WRITTEN REQUEST: Return only the line that contains "Note: one point per instance of the muddy" and each line after it, through the last line of the data below, copied exactly.

RECORDS SUPPLIED:
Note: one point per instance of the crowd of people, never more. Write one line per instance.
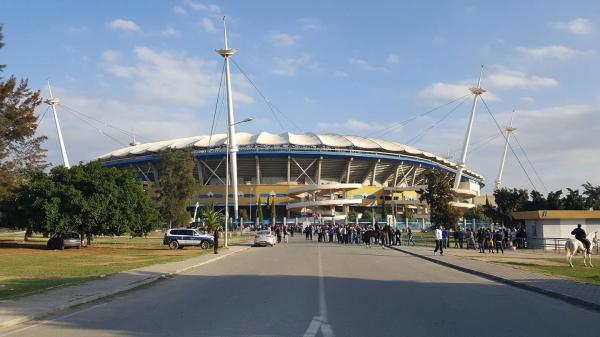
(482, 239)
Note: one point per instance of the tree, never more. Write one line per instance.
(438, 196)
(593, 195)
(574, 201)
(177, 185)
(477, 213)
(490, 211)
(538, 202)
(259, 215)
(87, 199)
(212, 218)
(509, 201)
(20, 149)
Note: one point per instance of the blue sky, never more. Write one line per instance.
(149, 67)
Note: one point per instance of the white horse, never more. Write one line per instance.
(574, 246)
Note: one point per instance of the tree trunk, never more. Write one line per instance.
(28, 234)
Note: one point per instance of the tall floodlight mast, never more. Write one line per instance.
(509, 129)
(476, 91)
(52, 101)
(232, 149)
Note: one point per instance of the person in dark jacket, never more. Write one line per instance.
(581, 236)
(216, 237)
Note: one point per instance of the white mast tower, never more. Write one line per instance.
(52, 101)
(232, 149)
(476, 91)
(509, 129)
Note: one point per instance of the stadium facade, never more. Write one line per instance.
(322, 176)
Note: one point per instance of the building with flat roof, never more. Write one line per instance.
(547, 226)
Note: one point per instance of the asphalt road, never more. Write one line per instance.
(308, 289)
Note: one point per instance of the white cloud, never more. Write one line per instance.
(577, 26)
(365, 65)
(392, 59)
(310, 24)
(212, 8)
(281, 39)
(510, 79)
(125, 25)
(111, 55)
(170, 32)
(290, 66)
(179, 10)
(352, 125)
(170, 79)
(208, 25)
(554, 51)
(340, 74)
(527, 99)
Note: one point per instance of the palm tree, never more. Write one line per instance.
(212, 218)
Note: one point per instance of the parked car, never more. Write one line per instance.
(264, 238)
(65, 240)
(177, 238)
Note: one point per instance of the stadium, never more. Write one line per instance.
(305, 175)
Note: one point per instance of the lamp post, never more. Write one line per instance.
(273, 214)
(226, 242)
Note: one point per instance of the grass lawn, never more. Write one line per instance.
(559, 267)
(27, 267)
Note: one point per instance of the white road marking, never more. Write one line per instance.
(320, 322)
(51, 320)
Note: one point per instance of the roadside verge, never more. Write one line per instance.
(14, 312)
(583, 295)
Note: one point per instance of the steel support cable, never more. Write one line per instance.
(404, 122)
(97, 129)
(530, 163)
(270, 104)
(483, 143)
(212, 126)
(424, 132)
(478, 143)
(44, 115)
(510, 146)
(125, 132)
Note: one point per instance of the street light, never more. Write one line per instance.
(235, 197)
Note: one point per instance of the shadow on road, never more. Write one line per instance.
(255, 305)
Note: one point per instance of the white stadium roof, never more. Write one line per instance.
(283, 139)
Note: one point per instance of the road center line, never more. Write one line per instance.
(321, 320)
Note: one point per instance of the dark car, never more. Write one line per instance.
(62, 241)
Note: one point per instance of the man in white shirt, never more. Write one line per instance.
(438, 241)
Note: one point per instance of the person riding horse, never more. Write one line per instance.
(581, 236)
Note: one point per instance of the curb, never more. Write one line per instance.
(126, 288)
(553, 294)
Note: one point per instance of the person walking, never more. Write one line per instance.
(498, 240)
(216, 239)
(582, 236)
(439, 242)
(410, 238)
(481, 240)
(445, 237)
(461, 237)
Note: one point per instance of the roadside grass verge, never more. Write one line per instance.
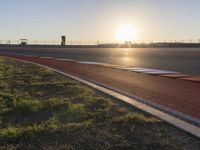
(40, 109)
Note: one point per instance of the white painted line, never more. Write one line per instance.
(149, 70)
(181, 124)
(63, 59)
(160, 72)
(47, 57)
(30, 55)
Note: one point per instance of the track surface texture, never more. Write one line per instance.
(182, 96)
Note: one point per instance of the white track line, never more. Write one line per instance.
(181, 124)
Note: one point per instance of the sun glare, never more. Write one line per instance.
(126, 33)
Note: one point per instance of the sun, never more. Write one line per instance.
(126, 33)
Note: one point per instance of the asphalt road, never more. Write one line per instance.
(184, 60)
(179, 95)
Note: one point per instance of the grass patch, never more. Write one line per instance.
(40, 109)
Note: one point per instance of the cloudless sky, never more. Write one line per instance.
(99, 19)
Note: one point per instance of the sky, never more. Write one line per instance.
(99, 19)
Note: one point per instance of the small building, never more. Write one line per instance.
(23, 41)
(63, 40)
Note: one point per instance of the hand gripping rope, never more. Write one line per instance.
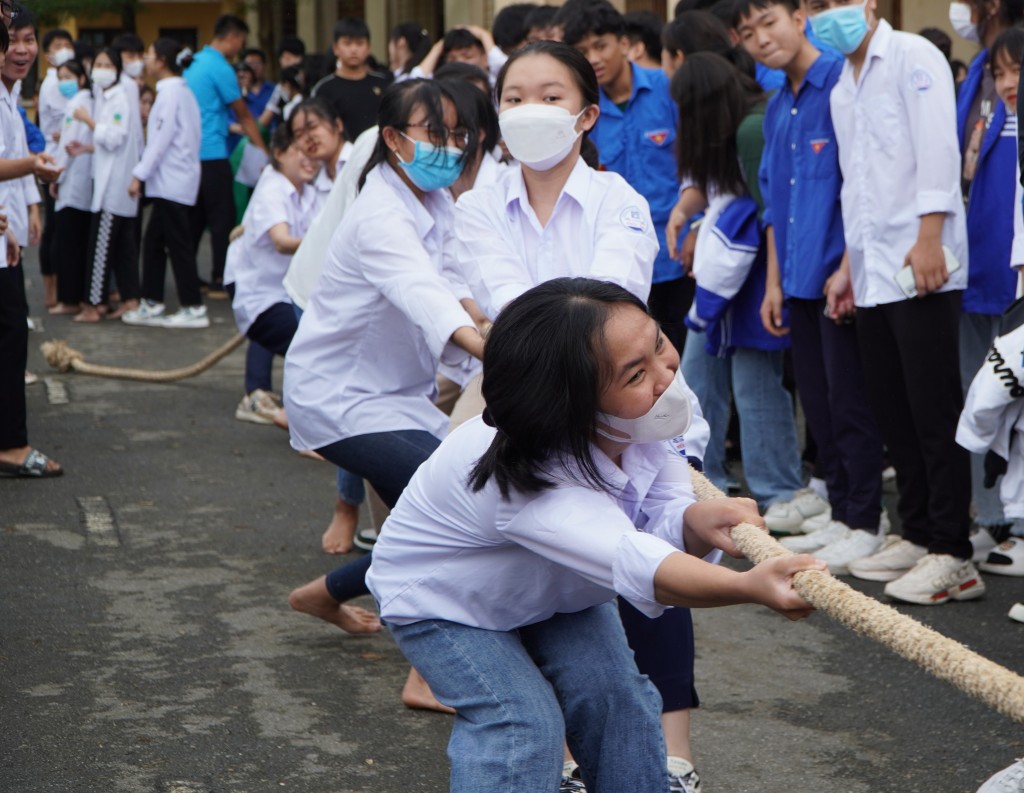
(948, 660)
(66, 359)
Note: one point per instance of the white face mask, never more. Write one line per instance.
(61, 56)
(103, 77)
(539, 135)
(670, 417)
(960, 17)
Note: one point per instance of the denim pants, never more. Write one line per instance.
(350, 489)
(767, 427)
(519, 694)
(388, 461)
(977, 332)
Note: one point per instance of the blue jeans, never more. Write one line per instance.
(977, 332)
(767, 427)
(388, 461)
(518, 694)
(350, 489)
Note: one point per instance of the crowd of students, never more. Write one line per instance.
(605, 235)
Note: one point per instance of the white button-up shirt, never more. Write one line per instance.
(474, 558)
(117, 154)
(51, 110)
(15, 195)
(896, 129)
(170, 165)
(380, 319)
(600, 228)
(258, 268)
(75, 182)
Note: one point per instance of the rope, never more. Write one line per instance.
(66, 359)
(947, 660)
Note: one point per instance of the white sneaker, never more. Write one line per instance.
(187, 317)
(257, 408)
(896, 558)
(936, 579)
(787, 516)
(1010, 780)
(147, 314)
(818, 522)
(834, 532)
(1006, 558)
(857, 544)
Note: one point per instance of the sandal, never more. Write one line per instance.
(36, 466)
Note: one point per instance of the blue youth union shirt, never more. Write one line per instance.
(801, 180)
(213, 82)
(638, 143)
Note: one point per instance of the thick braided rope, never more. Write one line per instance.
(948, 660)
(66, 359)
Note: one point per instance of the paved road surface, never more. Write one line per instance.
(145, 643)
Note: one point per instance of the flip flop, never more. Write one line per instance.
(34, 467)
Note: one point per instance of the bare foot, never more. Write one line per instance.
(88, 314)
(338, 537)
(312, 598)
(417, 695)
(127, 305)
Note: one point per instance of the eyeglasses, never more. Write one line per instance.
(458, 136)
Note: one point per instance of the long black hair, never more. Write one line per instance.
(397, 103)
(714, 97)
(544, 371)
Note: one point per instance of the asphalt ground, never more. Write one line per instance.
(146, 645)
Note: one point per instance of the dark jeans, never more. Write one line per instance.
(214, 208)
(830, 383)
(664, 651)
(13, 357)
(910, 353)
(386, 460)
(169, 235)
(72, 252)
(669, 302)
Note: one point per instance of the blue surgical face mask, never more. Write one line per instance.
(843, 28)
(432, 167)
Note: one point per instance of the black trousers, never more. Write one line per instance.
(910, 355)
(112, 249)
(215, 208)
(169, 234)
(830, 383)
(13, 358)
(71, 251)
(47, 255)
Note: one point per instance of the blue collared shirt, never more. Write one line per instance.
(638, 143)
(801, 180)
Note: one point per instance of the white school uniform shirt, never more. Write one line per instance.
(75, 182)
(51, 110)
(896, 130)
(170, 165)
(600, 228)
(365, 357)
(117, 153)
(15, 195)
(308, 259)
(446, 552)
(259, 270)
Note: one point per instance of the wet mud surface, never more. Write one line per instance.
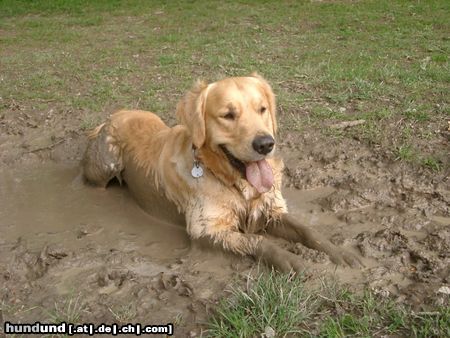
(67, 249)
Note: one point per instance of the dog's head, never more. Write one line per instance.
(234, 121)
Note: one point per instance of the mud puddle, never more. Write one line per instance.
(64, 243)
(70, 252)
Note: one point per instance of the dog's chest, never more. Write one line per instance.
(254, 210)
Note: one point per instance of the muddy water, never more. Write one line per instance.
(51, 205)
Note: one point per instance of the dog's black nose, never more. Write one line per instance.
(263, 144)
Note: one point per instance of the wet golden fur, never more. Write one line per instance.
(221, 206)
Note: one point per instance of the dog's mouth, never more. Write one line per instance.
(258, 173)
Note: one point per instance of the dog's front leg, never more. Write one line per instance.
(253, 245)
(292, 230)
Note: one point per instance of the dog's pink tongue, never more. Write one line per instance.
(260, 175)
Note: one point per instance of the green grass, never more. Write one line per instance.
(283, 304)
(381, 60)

OUTPUT BELOW:
Note: one point per instance of the muddy water, never more. Write one line per instance.
(51, 205)
Note: one point per instance of the dog's black nose, never more. Write one line per instance.
(263, 144)
Note: one point per instance of the wet golden fur, never more. Write one line per instance.
(221, 206)
Note: one point per instance of the dog's mouth, never more. Write one line per instance.
(258, 173)
Note: one point per instance of the dog's front leg, never more. Write one line per instance.
(253, 245)
(292, 230)
Note: one point per instance of the dog's pink tongue, never more. Write one line per instance.
(260, 175)
Note: one point per instance of the green grass, never more. Write one line per instance.
(283, 304)
(381, 60)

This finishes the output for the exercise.